(Document section Opens)

Jeremy Farrar, on Februar 2, 2020 (linking to his book):
On a spectrum if 0 is nature and 100 is release – I am honestly at 50! My guess is that this will remain grey, unless there is access to the Wuhan lab – and I suspect that is unlikely!
Jeremy Farrar, on Februar 2, 2020 in a email summarizing a phone conversation to the head of the WHO:
Critical that responsible, respected scientists and agencies get ahead of the science and the narrative of this and are not reacting to reports which could be very damaging.
Ralph Baric, on Februar 6, 2020:
Jim Hughes, Linda Saif, Hume Field, and I believe Rita Cowell will sign it, then I'll send it round some other key people tonight. We'll then put it out in a way that doesn't link it back to our collaboration so we maximize an independent voice.
While the full post is long, it gives many details about how they collaborated to suppress the lab leak theory.

(Document section Closes)
(Provided information Opens)

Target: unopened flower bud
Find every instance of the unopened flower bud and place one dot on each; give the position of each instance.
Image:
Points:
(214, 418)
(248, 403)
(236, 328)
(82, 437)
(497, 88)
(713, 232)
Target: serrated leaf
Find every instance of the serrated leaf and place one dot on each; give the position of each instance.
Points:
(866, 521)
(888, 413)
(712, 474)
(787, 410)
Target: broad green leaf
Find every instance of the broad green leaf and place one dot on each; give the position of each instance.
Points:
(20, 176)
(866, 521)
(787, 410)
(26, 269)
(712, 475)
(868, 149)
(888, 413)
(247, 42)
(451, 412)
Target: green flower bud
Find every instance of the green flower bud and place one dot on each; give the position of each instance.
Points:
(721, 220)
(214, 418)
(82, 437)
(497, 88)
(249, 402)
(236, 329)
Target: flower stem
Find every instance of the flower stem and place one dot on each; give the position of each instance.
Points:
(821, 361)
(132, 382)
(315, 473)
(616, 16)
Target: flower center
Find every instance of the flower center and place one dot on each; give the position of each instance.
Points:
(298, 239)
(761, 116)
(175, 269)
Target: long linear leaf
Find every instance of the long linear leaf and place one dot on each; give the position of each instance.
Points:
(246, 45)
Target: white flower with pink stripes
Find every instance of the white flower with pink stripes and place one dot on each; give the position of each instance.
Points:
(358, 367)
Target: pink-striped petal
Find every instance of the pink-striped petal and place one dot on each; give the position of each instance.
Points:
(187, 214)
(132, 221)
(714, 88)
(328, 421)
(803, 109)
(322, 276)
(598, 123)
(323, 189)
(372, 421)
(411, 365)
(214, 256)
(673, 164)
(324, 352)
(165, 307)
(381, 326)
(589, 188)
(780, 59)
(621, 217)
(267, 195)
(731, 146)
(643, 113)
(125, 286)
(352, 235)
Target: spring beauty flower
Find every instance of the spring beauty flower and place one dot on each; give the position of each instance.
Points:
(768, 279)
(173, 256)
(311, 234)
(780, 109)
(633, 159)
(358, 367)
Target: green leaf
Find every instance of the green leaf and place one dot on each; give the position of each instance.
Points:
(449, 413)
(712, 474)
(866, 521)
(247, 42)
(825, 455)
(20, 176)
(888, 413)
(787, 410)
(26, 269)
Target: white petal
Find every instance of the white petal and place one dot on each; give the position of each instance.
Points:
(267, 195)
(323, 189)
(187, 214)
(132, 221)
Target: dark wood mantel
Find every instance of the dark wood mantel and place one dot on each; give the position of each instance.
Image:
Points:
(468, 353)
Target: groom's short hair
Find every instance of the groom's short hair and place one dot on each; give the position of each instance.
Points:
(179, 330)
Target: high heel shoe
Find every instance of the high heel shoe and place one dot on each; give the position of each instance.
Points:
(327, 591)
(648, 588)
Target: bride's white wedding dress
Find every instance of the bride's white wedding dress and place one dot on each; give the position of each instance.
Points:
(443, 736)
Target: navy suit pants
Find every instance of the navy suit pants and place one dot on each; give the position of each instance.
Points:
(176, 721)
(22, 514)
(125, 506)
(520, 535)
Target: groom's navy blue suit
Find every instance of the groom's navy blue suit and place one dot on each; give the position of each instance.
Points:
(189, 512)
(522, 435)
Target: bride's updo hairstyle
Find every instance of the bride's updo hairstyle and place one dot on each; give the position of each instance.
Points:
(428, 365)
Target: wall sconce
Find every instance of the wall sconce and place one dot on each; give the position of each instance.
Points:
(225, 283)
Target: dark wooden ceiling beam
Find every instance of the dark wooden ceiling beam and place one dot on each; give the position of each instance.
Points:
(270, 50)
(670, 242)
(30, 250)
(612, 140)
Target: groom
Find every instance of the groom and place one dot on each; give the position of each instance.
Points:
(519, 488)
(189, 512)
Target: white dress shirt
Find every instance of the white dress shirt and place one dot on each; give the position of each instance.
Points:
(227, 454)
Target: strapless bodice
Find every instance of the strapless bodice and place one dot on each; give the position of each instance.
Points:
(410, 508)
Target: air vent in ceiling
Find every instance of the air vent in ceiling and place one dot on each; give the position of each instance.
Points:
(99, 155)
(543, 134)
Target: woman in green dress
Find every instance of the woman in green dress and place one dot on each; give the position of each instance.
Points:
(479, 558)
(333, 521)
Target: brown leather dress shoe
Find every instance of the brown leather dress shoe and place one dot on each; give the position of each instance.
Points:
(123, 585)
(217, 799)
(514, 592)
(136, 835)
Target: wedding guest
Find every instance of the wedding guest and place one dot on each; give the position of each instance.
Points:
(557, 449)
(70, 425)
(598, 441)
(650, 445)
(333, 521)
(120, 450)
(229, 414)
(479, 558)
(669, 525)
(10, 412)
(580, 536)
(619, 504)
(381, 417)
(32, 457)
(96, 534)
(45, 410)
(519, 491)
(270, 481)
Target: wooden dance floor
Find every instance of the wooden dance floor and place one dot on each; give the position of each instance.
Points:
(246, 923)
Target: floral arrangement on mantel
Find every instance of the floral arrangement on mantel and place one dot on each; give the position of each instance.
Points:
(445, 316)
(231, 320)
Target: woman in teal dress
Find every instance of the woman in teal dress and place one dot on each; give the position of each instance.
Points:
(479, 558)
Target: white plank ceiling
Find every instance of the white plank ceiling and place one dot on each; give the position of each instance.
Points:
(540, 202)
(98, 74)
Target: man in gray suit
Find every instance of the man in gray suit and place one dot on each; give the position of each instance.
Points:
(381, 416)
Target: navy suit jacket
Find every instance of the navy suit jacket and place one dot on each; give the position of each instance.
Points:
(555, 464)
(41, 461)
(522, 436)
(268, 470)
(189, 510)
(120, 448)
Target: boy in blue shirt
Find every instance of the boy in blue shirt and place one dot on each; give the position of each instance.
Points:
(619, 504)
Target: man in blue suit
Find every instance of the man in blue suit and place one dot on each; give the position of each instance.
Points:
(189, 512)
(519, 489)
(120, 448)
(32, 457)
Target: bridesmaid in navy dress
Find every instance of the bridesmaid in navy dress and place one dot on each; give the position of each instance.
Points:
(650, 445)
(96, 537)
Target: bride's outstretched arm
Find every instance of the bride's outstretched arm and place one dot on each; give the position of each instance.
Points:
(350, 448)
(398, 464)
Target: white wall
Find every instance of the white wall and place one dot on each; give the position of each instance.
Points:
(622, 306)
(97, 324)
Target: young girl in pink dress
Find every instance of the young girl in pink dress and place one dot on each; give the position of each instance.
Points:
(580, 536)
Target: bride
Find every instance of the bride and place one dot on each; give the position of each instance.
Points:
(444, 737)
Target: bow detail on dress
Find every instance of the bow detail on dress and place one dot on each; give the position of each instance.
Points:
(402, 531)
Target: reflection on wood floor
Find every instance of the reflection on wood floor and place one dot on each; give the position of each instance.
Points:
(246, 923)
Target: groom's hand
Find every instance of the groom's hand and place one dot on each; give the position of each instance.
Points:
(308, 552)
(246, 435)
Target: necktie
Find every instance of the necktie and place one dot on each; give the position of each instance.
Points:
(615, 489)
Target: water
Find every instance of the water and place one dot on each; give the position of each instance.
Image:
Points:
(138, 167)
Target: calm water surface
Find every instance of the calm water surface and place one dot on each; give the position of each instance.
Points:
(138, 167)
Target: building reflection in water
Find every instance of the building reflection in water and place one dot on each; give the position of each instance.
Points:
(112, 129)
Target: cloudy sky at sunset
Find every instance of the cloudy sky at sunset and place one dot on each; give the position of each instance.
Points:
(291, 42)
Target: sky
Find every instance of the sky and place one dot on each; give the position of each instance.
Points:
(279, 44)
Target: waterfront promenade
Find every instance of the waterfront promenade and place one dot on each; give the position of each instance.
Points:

(Provided information Closes)

What you need to do
(a) In the passage of quotes on the lab leak theory, where did Jeremy Farrar say he stood on a spectrum running from 0 for nature to 100 for release?
(b) Write a continuation of the passage of quotes on the lab leak theory, starting after its final sentence.

Answers provided
(a) He said he was at 50.

(b)
Would you care to summarize the main claim of that article and outline the evidence (similar to an "abstract" in a scientific article")? I've read a chunk of the article (and several of the linked articles), and despite seeing lots of insinuations I don't really see anything nefarious in the timeline so far. The worst accusation seems to be that Andersen et al received a crash course on coronavirus physiology from a couple of experts who were not included or acknowledged in the final paper; at worst, this is mildly scummy, but there's a good chance it is totally above-board. Other than that, all I see is the suggestion that various people have conflicts of interest due to friend-of-a-friend type relationships ... where these "friend" relationships amount to about 1% of an institution's budget.
The assertion is that they believed that at the time internally.
Because they thought that it was important that the experts get ahead of the science and take public positions that aren't scientifically supported.
It was not favored because they believe it would damage "science" and relations with China.